• What you should do: Nothing should be omitted: restate the full listing word for word.

• Supplied entries:
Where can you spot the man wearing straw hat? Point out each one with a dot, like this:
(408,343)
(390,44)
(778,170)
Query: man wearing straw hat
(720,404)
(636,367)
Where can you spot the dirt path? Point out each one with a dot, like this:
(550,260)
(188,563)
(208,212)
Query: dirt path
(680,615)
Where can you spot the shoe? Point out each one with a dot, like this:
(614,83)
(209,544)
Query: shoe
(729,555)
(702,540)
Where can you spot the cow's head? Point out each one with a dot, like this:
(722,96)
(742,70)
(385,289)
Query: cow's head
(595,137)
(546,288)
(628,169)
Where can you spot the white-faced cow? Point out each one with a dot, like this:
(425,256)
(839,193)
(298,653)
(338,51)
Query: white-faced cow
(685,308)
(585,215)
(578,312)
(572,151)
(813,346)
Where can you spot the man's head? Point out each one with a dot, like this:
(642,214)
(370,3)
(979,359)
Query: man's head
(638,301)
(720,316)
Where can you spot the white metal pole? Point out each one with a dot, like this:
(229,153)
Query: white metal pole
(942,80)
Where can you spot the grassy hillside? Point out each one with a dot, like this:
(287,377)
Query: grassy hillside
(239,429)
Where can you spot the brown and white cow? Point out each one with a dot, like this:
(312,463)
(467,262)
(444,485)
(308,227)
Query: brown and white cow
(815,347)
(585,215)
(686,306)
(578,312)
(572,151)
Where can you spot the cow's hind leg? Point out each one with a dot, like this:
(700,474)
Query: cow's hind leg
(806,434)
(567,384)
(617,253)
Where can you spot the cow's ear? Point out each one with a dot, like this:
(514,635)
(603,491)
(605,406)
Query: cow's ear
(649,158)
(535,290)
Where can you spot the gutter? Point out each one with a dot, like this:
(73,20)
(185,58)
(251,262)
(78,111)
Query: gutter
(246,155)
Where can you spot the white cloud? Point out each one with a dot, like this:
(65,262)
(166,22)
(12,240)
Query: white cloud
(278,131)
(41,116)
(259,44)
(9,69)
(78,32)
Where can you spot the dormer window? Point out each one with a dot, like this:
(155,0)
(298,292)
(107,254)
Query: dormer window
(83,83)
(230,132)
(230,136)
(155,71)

• Output for this task:
Where can you spot the man wearing straw hat? Point out each one with a dot, like this:
(408,343)
(390,44)
(778,170)
Query: man wearing straw hat
(720,404)
(636,367)
Where can you spot the dirt path? Point out each one with a dot, like this:
(550,260)
(188,563)
(208,212)
Query: dirt path
(680,615)
Where can you spot the shoe? Point out each one with a dot, like this:
(614,83)
(209,544)
Query: shoe
(729,555)
(702,540)
Where can you spot the cow's head? Point out each one with a dot, like this:
(722,96)
(742,70)
(385,289)
Query: cow's head
(595,137)
(546,288)
(628,169)
Where can you spot the white-faced cow? Point out each one with a dot, like this:
(425,256)
(839,193)
(298,653)
(338,51)
Query: white-faced cow
(685,308)
(585,215)
(578,312)
(572,151)
(813,346)
Where can you spot the man's head? Point out each one with a dot, like this:
(642,214)
(370,3)
(979,359)
Query: man's head
(638,301)
(720,316)
Where can you spot the white metal pole? Point out each one with a dot, like this:
(229,153)
Query: white metal pole
(942,80)
Where can you spot the grassy hillside? Point out each one with a dot, like this:
(287,377)
Query: grassy hillside
(239,429)
Where can you spot the brown and white cow? Point out each one with a dot, like this:
(312,463)
(467,262)
(444,485)
(308,227)
Query: brown and white cow
(815,347)
(585,215)
(686,306)
(578,312)
(572,151)
Where can you spot the cow's hind leg? Point out each one with a dot, like this:
(700,474)
Query: cow's hind leg
(806,434)
(567,384)
(617,253)
Where can you spot the cow's ear? Point out each one with a dot, like this:
(514,635)
(603,491)
(605,406)
Query: cow's ear
(649,158)
(535,290)
Where can you spot the gutter? Point out each one with a dot, like this:
(73,20)
(185,58)
(251,262)
(78,111)
Query: gutter
(246,155)
Where can you spot the white cloud? Point out each one with a dot, like this:
(65,262)
(166,22)
(12,240)
Query: white cloud
(278,131)
(41,116)
(259,44)
(9,69)
(78,32)
Where can you spot the dormer window? Point out each one with a dot, like this:
(155,0)
(298,292)
(107,254)
Query: dormer window
(83,83)
(230,132)
(230,136)
(155,71)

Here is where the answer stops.